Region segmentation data
####################
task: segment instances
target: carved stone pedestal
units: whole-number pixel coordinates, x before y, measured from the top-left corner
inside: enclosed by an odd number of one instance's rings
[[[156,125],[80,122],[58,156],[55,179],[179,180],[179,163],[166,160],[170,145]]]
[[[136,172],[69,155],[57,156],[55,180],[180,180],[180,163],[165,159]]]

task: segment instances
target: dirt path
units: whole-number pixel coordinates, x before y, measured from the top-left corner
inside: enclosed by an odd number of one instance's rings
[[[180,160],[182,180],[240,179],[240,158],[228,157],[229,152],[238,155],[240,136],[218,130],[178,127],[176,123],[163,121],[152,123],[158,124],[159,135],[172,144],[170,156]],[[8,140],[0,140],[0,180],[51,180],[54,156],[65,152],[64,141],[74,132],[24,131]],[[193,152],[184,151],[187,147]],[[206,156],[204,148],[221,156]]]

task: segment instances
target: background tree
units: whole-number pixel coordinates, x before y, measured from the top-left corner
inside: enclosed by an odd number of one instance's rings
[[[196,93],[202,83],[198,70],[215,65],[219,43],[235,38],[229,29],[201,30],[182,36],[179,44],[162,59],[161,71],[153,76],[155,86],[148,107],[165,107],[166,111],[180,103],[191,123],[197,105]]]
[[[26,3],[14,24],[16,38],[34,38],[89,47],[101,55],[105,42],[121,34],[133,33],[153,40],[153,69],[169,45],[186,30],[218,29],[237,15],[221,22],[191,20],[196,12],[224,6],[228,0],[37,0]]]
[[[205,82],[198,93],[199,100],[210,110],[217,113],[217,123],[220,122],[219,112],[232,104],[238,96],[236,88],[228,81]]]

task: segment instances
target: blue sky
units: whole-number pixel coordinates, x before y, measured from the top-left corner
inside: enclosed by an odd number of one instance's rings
####################
TASK DETAILS: Report how many lines in the data above contain the string "target", with case counting. Give only the number.

COMPLETE RESPONSE: 4